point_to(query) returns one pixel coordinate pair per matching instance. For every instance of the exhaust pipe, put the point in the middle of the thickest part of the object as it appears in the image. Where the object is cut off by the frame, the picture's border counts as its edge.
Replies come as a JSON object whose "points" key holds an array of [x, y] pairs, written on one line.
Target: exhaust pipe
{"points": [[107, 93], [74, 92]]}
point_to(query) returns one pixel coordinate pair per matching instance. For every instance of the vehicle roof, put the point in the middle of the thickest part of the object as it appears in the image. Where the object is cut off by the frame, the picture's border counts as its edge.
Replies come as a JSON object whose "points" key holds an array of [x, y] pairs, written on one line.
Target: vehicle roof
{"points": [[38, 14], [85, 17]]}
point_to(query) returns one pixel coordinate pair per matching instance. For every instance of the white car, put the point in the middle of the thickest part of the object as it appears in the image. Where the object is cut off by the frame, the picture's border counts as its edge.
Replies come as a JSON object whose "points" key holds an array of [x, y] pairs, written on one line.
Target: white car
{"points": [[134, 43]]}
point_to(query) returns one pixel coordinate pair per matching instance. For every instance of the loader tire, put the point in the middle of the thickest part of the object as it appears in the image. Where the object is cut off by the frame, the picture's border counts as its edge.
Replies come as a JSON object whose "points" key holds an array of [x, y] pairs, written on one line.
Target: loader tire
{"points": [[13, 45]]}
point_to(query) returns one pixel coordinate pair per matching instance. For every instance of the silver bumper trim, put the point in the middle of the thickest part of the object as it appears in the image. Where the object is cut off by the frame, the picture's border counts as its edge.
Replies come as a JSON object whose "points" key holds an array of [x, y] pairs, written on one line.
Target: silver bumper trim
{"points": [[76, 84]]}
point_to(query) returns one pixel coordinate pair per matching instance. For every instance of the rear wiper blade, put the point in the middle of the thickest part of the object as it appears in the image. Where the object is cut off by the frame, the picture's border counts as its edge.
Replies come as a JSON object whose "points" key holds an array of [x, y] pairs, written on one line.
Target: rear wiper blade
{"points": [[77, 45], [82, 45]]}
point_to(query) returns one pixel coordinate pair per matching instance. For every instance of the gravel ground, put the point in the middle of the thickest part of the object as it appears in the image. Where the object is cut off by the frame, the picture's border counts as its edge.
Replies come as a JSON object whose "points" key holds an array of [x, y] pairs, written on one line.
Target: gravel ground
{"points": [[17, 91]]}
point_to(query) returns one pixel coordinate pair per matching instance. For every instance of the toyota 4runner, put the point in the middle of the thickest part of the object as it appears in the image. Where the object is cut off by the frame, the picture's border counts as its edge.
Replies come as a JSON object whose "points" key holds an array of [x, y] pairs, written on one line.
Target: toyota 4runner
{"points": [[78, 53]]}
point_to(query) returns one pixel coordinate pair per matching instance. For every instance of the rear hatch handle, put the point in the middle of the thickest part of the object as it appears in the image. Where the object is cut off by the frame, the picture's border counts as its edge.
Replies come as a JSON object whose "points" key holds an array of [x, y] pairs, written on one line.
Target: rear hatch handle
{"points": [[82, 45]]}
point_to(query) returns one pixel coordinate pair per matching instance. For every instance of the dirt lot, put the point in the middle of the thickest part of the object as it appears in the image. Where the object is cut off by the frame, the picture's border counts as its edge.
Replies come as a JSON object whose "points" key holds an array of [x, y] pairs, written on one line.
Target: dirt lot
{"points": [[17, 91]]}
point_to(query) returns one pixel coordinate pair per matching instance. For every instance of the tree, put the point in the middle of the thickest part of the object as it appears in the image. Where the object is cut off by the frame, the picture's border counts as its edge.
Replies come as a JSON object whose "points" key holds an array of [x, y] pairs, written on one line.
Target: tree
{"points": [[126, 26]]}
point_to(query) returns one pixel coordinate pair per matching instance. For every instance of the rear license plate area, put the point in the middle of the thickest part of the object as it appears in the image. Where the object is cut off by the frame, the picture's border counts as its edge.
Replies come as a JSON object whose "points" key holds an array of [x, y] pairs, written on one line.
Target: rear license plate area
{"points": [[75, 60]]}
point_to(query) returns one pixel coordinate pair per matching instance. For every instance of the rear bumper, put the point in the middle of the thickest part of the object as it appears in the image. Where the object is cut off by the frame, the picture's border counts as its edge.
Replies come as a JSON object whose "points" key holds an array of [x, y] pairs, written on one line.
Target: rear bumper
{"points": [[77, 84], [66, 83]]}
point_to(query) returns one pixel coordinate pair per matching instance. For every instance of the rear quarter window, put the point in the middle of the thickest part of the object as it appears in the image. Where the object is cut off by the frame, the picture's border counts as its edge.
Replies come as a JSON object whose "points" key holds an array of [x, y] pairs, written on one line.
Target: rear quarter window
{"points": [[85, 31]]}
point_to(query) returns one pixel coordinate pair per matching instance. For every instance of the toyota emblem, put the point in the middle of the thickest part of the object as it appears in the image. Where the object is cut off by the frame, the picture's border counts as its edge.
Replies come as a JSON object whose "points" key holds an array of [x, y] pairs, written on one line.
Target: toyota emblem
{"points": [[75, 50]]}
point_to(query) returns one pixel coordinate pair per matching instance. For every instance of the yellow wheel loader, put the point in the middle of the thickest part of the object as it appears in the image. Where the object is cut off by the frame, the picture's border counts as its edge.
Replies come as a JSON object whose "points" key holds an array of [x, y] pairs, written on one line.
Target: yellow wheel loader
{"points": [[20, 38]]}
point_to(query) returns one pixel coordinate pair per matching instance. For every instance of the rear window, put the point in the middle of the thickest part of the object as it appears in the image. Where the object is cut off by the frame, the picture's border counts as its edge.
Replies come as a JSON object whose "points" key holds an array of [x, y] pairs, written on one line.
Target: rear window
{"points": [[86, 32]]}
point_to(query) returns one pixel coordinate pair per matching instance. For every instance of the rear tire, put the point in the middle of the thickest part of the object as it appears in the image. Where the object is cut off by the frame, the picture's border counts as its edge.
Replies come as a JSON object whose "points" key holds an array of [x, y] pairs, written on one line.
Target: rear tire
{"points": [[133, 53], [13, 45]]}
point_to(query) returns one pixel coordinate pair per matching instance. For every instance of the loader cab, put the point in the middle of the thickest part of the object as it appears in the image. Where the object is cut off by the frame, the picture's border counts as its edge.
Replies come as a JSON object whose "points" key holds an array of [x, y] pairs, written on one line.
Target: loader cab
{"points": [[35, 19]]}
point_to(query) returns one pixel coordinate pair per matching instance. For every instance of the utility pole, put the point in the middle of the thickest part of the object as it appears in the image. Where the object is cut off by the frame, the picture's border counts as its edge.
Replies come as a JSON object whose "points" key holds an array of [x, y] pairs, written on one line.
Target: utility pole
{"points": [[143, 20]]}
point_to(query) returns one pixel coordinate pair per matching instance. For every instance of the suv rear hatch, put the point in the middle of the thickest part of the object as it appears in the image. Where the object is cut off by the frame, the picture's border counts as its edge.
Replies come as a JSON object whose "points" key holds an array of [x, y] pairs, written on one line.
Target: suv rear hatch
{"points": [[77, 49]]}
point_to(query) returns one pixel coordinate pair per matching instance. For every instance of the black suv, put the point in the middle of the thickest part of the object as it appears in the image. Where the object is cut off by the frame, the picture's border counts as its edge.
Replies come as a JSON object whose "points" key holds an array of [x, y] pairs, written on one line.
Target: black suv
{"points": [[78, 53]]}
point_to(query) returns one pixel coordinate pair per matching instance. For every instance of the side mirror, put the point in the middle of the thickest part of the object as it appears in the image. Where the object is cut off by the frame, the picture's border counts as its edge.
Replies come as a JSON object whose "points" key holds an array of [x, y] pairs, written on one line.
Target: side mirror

********************

Take the line with "the suv rear" and all lines after it through the end of the records, and write them out exactly; include nothing else.

point_to(query) returns one pixel coordinate pair per matching instance. For every instance of the suv rear hatch, put the point in the middle of the thickest part of the object as it appears in the image. Where the object is cut off by the frame, the picture's border counts as its edge.
Replies come as a JSON object whose "points" key holds an array of [x, y] pairs, written on one line.
Target: suv rear hatch
{"points": [[77, 49]]}
point_to(query) returns one pixel coordinate pair per matching instance. For every instance of the black suv, put the point in the middle of the thickest part of the object as it appears in the image. Where the object is cut off by the frame, the picture's border counts as its edge.
Replies come as a JSON object whose "points" key holds an array of [x, y] pairs, written on one line.
Target: black suv
{"points": [[78, 53]]}
point_to(query) returns one pixel coordinate pair per matching instance. For every instance of the side mirror, put the point in the middle of the thickest part of the object as it appears in the image. Where the object is cut off by the frame, the picture's border counts as its edge.
Replies come as a JSON object whose "points" key holds an array of [x, y] pairs, written on one line.
Target: side mirror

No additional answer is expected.